### LESETEXT
+ + + + + + +
Das kleine Immergrün (Vinca minor) blüht im April und Mai. Der lateinische Name “Vinca” kommt von “vincere=besiegen”. Was immer die Alten besiegt haben, der Name verweist auf ein sehr geschätzes Heilkraut. Autoren von mittelalterlichen Kräuterbüchern empfahlen das kleine Immergrün gegen Kopfschmerzen, Schwindel oder Gedächtnisstörungen. In der moderen Pflanzenheilkunde wurde es nicht mehr eingesetzt, bis sich Ärzte in den 60iger Jahren des vergangenen Jahrhunderts damit beschäftigten.
+ + + + + + +
### BEREITGESTELLTE DATEN

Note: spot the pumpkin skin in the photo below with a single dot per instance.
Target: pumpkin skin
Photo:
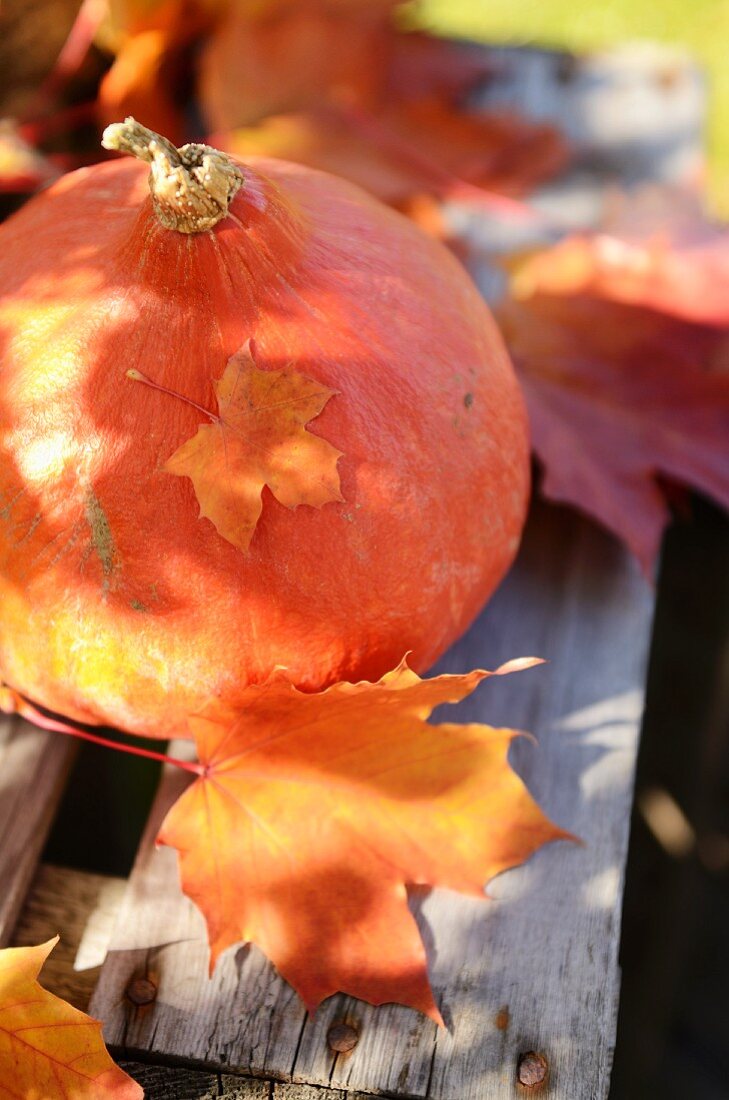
(119, 604)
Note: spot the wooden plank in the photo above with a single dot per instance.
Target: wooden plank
(80, 908)
(179, 1084)
(33, 769)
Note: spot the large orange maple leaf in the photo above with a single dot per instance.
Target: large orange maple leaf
(315, 812)
(50, 1051)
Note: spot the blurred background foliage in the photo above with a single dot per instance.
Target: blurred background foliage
(699, 26)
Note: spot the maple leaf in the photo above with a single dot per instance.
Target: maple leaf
(256, 439)
(618, 395)
(656, 250)
(313, 813)
(47, 1048)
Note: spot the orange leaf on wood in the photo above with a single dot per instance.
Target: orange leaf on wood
(316, 812)
(257, 438)
(618, 395)
(47, 1048)
(22, 167)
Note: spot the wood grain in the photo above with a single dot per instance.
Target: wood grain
(33, 769)
(81, 909)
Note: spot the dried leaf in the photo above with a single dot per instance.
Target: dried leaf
(316, 811)
(257, 438)
(47, 1048)
(618, 395)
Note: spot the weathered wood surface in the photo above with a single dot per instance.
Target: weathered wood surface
(79, 906)
(33, 769)
(534, 969)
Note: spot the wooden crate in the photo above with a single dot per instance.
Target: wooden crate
(528, 982)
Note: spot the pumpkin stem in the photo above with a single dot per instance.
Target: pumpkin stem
(191, 187)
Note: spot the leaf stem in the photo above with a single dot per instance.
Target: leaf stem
(137, 376)
(28, 711)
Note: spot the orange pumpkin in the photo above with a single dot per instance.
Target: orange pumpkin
(119, 604)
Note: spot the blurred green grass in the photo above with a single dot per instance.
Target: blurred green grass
(700, 26)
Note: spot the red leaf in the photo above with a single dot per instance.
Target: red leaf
(659, 252)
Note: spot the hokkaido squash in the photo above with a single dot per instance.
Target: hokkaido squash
(120, 604)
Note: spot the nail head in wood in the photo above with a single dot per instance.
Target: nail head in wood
(342, 1037)
(141, 991)
(532, 1069)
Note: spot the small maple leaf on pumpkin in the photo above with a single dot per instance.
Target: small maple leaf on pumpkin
(48, 1048)
(257, 438)
(313, 813)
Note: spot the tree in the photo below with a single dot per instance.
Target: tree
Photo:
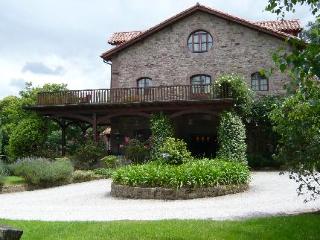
(297, 120)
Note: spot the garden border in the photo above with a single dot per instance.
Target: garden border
(124, 191)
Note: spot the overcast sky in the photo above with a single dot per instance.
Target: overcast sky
(59, 41)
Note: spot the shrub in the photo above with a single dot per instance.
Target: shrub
(84, 176)
(110, 161)
(42, 172)
(88, 154)
(174, 151)
(197, 173)
(242, 95)
(104, 172)
(231, 138)
(136, 151)
(27, 138)
(161, 128)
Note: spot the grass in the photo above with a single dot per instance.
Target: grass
(290, 227)
(13, 180)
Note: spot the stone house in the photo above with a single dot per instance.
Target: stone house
(170, 68)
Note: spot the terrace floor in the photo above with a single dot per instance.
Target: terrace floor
(269, 194)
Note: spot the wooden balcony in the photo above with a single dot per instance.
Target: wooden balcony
(134, 95)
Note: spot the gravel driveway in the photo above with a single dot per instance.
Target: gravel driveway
+ + + + + + +
### AUFGABENSTELLUNG
[a] Gib einen Abschnitt aus dem Text zum Immergrün wieder und ersetze darin „Immergrün“ durch „Singrün“. Beginne bei den Worten „Das kleine Immergrün (Vinca“ und höre nach „Jahrhunderts damit beschäftigten.“ auf.
[b] Gegen welche Beschwerden empfahlen Autoren mittelalterlicher Kräuterbücher laut dem Text zum Immergrün die Pflanze?
[c] Prüfe bitte, ob die folgenden Aussagen mit dem Text zum Immergrün übereinstimmen, und antworte jeweils mit Ja oder Nein samt den entscheidenden Worten des Textes als Zitat: (i) Die Pflanze blüht im April und Mai. (ii) In der modernen Pflanzenheilkunde wurde die Pflanze ohne Unterbrechung weiter eingesetzt. (iii) In den 60er Jahren des vergangenen Jahrhunderts beschäftigten sich Ärzte mit der Pflanze.
Die Einträge stammen aus einer anderen Quelle als der Text zum Immergrün.

### ERGEBNISSE JE AUFGABE
[a]
Das kleine Singrün (Vinca minor) blüht im April und Mai. Der lateinische Name “Vinca” kommt von “vincere=besiegen”. Was immer die Alten besiegt haben, der Name verweist auf ein sehr geschätzes Heilkraut. Autoren von mittelalterlichen Kräuterbüchern empfahlen das kleine Singrün gegen Kopfschmerzen, Schwindel oder Gedächtnisstörungen. In der moderen Pflanzenheilkunde wurde es nicht mehr eingesetzt, bis sich Ärzte in den 60iger Jahren des vergangenen Jahrhunderts damit beschäftigten.

[b] Gegen Kopfschmerzen, Schwindel oder Gedächtnisstörungen.

[c]
(i) Ja: „blüht im April und Mai“
(ii) Nein: „wurde es nicht mehr eingesetzt“
(iii) Ja: „bis sich Ärzte in den 60iger Jahren des vergangenen Jahrhunderts damit beschäftigten“